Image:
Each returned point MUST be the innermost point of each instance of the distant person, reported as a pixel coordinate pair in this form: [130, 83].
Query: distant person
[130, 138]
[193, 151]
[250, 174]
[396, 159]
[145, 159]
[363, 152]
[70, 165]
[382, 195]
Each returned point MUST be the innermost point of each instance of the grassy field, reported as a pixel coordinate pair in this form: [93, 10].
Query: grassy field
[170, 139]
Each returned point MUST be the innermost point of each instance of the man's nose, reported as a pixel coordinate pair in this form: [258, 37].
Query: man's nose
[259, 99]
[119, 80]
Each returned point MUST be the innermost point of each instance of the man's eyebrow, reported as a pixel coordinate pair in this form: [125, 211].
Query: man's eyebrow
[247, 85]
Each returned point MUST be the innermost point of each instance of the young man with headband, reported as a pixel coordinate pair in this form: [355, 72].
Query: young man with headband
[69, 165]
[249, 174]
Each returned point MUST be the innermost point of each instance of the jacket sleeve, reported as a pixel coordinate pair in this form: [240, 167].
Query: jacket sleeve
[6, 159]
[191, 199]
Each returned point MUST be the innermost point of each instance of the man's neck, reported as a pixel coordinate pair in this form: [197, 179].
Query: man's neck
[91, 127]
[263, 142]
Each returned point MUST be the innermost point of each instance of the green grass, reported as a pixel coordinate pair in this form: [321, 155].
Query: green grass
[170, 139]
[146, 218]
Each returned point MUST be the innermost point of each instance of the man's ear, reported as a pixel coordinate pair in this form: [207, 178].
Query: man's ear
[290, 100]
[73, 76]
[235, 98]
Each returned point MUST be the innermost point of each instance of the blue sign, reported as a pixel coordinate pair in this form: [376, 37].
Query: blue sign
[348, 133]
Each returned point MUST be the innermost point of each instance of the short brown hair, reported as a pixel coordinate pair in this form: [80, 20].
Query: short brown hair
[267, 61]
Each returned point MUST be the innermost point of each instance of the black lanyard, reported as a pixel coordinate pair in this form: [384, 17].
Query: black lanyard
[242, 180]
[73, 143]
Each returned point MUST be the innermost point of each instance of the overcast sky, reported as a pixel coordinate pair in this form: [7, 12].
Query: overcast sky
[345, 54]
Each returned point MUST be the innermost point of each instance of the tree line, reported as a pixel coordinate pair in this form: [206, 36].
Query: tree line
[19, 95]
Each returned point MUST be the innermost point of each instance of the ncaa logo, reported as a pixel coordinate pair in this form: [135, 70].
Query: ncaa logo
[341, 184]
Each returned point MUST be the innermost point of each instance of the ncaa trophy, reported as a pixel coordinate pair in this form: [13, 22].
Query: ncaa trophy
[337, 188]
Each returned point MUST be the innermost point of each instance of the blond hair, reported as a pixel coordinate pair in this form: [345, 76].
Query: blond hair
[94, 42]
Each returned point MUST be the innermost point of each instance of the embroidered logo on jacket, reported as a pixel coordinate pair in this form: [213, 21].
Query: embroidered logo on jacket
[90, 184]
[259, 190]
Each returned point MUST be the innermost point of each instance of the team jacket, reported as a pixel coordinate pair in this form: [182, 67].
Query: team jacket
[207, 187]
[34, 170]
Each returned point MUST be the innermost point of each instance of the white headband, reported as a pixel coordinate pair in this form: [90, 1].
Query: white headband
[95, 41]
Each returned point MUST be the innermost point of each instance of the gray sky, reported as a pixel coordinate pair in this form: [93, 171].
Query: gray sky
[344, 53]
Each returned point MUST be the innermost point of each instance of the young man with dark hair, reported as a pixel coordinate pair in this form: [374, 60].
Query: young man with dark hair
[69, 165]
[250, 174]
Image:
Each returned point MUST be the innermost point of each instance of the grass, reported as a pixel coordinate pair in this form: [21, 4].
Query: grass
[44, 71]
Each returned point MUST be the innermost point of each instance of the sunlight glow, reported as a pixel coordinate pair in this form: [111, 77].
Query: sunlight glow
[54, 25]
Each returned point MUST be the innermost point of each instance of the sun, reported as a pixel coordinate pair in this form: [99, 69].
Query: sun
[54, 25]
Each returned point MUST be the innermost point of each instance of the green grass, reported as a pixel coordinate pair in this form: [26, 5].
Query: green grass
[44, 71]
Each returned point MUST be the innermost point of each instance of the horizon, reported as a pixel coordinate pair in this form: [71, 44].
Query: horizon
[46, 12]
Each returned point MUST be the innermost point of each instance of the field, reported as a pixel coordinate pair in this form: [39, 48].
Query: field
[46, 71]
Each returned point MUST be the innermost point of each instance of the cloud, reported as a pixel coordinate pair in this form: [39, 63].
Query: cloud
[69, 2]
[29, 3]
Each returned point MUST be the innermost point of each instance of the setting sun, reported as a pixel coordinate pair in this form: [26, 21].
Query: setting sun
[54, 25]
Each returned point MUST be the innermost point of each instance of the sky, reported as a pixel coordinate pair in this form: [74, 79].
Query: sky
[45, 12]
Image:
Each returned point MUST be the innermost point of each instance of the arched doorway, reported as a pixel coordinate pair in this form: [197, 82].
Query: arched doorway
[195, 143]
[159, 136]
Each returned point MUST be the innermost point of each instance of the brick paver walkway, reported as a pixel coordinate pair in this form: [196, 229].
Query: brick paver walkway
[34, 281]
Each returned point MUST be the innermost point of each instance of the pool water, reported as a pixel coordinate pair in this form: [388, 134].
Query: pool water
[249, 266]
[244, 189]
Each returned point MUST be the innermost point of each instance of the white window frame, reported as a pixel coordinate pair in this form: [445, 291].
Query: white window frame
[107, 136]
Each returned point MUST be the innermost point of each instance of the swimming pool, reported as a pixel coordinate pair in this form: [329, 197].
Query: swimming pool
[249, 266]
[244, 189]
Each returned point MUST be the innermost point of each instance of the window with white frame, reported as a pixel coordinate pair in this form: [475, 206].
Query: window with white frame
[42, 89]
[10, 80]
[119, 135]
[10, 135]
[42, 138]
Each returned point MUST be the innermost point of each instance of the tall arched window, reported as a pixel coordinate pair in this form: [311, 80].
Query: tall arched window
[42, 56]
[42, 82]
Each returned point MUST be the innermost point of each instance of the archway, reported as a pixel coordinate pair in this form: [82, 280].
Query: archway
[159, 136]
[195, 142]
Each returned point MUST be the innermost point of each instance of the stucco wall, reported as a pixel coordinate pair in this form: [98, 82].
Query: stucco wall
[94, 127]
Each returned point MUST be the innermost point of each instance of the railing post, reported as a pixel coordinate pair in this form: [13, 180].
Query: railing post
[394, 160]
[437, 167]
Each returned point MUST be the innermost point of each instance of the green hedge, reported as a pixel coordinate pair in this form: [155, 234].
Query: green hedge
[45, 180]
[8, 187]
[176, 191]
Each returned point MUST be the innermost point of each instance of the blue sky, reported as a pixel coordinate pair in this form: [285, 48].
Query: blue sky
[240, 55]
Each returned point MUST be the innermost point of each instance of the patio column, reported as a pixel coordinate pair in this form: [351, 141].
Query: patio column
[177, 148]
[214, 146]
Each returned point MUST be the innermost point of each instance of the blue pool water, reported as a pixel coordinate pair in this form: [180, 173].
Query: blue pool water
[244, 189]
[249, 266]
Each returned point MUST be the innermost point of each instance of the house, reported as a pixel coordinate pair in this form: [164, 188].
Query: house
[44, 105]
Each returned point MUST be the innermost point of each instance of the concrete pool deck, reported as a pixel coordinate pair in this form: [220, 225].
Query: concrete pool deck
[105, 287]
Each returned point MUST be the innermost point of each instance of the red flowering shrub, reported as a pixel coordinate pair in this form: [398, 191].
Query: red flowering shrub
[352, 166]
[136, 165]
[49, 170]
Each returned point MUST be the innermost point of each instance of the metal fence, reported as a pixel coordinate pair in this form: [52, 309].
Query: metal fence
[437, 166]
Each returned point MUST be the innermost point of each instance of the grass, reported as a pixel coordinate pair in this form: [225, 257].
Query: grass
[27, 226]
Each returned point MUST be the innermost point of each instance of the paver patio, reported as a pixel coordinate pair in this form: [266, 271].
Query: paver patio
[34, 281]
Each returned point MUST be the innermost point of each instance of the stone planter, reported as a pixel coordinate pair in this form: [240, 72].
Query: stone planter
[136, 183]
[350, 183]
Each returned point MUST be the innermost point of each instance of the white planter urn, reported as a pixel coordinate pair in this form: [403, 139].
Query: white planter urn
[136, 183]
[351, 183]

+===+

Would you copy out exactly the lines above that start at the one containing "form: [71, 44]." and end at the one containing "form: [388, 134].", inclusive?

- [Reply to the task]:
Each returned point MUST be the innermost point of each instance of the horizon, reported as a pixel coordinate pair in this form: [71, 44].
Query: horizon
[46, 12]
Each returned point MUST be the innermost point of each instance of the field, reported as a pixel coordinate pair in this form: [39, 48].
Query: field
[46, 71]
Each returned point MUST be the innermost point of each instance of the cloud, reported as a pixel coordinate pair in this form: [39, 63].
Query: cloud
[69, 2]
[29, 3]
Each returned point MUST be the innermost point of each instance of the setting sun, reported as a pixel coordinate pair in this form: [26, 21].
Query: setting sun
[54, 25]
Each returned point MUST be the innermost point of each instance of the sky, reported as a pixel coordinate pair in this form: [74, 79].
Query: sky
[45, 12]
Image:
Each returned point MUST be the innermost point of each instance of the arched doorway, reported as a pixel coordinate pair in this form: [197, 82].
Query: arched doorway
[195, 143]
[159, 136]
Each returned point MUST be the innermost point of each instance of the brick paver walkway, reported as a pixel coordinate pair in this form: [196, 229].
Query: brick paver walkway
[34, 281]
Each returned point MUST be the innermost point of each instance of the pool water, reported as a pixel coordinate pair in this form: [388, 134].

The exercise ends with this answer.